WRITTEN PROBLEM:
Render each line of the rows as a string in a JSON list, beginning at the line containing "Object detection labeling — target class: mountain" and continuing through the last line of the rows, with blank lines omitted.
>> start INFORMATION SHOWN
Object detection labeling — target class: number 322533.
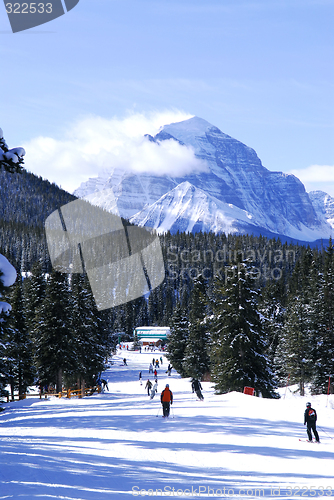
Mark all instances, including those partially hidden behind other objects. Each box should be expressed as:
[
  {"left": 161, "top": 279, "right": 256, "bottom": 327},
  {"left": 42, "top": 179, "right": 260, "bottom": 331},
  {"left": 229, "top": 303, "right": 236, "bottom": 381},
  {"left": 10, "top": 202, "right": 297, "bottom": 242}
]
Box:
[{"left": 6, "top": 3, "right": 52, "bottom": 14}]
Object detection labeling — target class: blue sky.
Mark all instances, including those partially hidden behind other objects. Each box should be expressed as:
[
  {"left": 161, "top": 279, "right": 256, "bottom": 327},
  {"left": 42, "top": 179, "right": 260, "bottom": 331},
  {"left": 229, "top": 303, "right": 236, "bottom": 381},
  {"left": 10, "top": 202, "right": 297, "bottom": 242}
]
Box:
[{"left": 0, "top": 0, "right": 334, "bottom": 196}]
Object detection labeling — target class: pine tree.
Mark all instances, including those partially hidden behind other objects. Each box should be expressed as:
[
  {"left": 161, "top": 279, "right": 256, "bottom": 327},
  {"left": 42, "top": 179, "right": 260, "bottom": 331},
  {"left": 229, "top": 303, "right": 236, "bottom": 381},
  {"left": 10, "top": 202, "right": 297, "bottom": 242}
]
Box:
[
  {"left": 67, "top": 274, "right": 107, "bottom": 387},
  {"left": 7, "top": 280, "right": 35, "bottom": 398},
  {"left": 312, "top": 239, "right": 334, "bottom": 394},
  {"left": 182, "top": 276, "right": 210, "bottom": 380},
  {"left": 167, "top": 304, "right": 189, "bottom": 377},
  {"left": 0, "top": 128, "right": 25, "bottom": 173},
  {"left": 33, "top": 272, "right": 76, "bottom": 392},
  {"left": 23, "top": 262, "right": 46, "bottom": 331},
  {"left": 211, "top": 262, "right": 276, "bottom": 397}
]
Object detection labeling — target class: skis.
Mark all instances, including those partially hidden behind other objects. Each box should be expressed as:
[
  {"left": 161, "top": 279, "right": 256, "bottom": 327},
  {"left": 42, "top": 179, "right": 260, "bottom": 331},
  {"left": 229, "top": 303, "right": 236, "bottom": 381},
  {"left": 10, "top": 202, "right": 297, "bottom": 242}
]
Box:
[{"left": 299, "top": 438, "right": 320, "bottom": 444}]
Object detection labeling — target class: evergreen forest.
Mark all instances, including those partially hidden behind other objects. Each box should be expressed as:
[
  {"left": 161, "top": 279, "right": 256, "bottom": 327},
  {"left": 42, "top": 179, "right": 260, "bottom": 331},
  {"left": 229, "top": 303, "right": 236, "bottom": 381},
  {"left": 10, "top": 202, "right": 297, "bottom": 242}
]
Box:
[{"left": 0, "top": 162, "right": 334, "bottom": 397}]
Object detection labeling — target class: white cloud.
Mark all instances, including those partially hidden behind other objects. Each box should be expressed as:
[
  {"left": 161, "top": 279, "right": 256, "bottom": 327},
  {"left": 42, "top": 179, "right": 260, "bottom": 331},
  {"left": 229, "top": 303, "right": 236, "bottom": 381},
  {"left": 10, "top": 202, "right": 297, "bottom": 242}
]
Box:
[
  {"left": 24, "top": 111, "right": 207, "bottom": 192},
  {"left": 289, "top": 165, "right": 334, "bottom": 198}
]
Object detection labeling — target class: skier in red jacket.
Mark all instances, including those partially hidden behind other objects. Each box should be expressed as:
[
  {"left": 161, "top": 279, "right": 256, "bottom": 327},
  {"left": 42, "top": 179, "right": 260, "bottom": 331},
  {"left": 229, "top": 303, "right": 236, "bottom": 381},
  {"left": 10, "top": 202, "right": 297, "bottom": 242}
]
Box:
[
  {"left": 160, "top": 384, "right": 173, "bottom": 418},
  {"left": 304, "top": 403, "right": 320, "bottom": 443}
]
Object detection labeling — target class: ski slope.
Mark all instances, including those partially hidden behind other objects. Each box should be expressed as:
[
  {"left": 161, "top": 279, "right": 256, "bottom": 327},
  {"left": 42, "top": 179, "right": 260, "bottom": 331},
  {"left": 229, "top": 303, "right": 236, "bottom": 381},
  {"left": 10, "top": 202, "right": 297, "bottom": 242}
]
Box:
[{"left": 0, "top": 350, "right": 334, "bottom": 500}]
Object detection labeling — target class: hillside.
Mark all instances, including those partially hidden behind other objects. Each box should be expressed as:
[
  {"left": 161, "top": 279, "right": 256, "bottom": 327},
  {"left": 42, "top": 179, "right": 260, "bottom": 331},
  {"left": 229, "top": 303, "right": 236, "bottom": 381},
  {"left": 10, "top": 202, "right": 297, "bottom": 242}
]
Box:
[{"left": 0, "top": 169, "right": 76, "bottom": 271}]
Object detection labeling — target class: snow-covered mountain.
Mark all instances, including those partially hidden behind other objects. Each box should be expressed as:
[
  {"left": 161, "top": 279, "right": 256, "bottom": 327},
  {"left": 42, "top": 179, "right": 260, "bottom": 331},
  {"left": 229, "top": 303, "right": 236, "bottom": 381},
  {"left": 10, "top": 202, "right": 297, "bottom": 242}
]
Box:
[{"left": 74, "top": 117, "right": 334, "bottom": 241}]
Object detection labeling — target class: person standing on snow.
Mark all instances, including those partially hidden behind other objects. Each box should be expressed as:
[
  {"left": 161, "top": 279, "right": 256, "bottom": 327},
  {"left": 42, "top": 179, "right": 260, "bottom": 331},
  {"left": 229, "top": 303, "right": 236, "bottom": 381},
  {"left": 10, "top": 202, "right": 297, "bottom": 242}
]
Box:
[
  {"left": 191, "top": 378, "right": 204, "bottom": 400},
  {"left": 160, "top": 384, "right": 173, "bottom": 418},
  {"left": 145, "top": 379, "right": 152, "bottom": 396},
  {"left": 150, "top": 382, "right": 158, "bottom": 399},
  {"left": 304, "top": 403, "right": 320, "bottom": 443}
]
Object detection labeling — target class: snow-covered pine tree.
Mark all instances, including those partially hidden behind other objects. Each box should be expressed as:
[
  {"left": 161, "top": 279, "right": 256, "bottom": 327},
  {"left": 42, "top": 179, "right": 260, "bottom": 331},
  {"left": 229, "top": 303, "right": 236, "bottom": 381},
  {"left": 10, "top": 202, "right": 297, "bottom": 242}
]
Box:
[
  {"left": 0, "top": 128, "right": 25, "bottom": 173},
  {"left": 278, "top": 294, "right": 313, "bottom": 396},
  {"left": 7, "top": 280, "right": 36, "bottom": 399},
  {"left": 182, "top": 275, "right": 210, "bottom": 380},
  {"left": 0, "top": 254, "right": 16, "bottom": 401},
  {"left": 23, "top": 262, "right": 46, "bottom": 332},
  {"left": 277, "top": 248, "right": 314, "bottom": 396},
  {"left": 259, "top": 278, "right": 288, "bottom": 384},
  {"left": 33, "top": 271, "right": 76, "bottom": 392},
  {"left": 66, "top": 274, "right": 104, "bottom": 387},
  {"left": 167, "top": 303, "right": 189, "bottom": 377},
  {"left": 211, "top": 262, "right": 277, "bottom": 398},
  {"left": 312, "top": 239, "right": 334, "bottom": 394}
]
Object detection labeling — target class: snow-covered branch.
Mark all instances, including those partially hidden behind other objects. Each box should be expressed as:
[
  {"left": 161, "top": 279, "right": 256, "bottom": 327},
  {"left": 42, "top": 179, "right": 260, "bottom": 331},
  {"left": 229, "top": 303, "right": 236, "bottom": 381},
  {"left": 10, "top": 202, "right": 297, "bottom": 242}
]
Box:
[{"left": 0, "top": 128, "right": 25, "bottom": 173}]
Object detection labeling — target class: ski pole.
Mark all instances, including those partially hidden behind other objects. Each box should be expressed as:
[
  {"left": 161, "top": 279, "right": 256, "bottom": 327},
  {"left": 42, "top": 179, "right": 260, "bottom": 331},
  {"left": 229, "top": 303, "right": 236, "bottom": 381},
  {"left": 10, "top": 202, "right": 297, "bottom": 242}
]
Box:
[{"left": 317, "top": 425, "right": 334, "bottom": 439}]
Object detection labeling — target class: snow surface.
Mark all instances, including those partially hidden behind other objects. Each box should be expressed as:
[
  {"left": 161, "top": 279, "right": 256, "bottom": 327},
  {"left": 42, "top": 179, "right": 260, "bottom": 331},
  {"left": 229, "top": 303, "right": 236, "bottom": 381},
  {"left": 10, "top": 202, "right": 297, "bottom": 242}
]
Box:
[{"left": 0, "top": 350, "right": 334, "bottom": 500}]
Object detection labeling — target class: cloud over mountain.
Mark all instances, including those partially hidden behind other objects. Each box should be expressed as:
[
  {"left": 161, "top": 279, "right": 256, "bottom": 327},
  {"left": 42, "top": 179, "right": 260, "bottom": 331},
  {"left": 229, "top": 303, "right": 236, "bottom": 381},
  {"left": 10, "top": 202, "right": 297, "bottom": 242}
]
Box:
[{"left": 24, "top": 110, "right": 207, "bottom": 191}]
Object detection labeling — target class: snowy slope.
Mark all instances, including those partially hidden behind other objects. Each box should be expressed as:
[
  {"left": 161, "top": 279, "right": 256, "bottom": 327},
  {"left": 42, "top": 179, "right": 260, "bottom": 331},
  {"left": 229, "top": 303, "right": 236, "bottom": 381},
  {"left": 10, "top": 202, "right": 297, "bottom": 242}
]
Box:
[
  {"left": 0, "top": 254, "right": 16, "bottom": 314},
  {"left": 0, "top": 351, "right": 334, "bottom": 500},
  {"left": 130, "top": 181, "right": 258, "bottom": 233},
  {"left": 309, "top": 191, "right": 334, "bottom": 229},
  {"left": 75, "top": 117, "right": 333, "bottom": 241}
]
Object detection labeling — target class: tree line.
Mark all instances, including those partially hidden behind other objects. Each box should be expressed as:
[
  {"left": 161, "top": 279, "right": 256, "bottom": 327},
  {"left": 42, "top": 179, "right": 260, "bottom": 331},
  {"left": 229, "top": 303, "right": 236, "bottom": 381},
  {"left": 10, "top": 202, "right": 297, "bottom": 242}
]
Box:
[{"left": 0, "top": 233, "right": 334, "bottom": 397}]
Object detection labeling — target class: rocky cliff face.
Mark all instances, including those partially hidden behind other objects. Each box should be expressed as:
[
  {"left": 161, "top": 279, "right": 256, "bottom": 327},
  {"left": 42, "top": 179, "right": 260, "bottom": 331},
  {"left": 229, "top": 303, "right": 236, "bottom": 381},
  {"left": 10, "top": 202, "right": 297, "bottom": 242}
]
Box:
[{"left": 75, "top": 117, "right": 333, "bottom": 241}]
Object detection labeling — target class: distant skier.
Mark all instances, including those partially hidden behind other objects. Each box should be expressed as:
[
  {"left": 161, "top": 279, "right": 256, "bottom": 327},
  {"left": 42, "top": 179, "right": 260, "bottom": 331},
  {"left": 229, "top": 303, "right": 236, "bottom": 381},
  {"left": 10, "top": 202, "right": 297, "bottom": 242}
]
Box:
[
  {"left": 191, "top": 378, "right": 204, "bottom": 401},
  {"left": 150, "top": 382, "right": 158, "bottom": 399},
  {"left": 160, "top": 384, "right": 173, "bottom": 418},
  {"left": 101, "top": 378, "right": 109, "bottom": 391},
  {"left": 304, "top": 403, "right": 320, "bottom": 443},
  {"left": 145, "top": 379, "right": 152, "bottom": 396}
]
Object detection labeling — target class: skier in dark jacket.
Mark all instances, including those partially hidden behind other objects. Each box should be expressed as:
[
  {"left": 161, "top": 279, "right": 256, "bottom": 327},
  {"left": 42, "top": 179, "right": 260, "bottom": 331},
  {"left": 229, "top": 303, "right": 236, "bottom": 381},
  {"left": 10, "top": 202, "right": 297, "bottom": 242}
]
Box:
[
  {"left": 160, "top": 384, "right": 173, "bottom": 417},
  {"left": 191, "top": 378, "right": 204, "bottom": 400},
  {"left": 145, "top": 379, "right": 152, "bottom": 396},
  {"left": 304, "top": 403, "right": 320, "bottom": 443}
]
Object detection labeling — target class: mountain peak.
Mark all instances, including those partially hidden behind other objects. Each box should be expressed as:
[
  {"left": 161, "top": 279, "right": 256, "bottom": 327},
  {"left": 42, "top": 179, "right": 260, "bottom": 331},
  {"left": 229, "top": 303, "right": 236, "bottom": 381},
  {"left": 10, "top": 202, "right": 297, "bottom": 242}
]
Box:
[{"left": 77, "top": 116, "right": 333, "bottom": 241}]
>> end INFORMATION SHOWN
ANSWER:
[
  "Object detection labeling — target class: mountain peak.",
  "Mark all instances, including those partially hidden behind other objects. Each box should be expressed as:",
  "[",
  "  {\"left\": 161, \"top\": 279, \"right\": 256, \"bottom\": 327},",
  "  {\"left\": 42, \"top\": 179, \"right\": 260, \"bottom\": 331},",
  "  {\"left\": 229, \"top\": 303, \"right\": 236, \"bottom\": 381},",
  "  {\"left\": 10, \"top\": 202, \"right\": 297, \"bottom\": 242}",
  "]",
  "Box:",
  "[{\"left\": 77, \"top\": 116, \"right\": 333, \"bottom\": 241}]"
]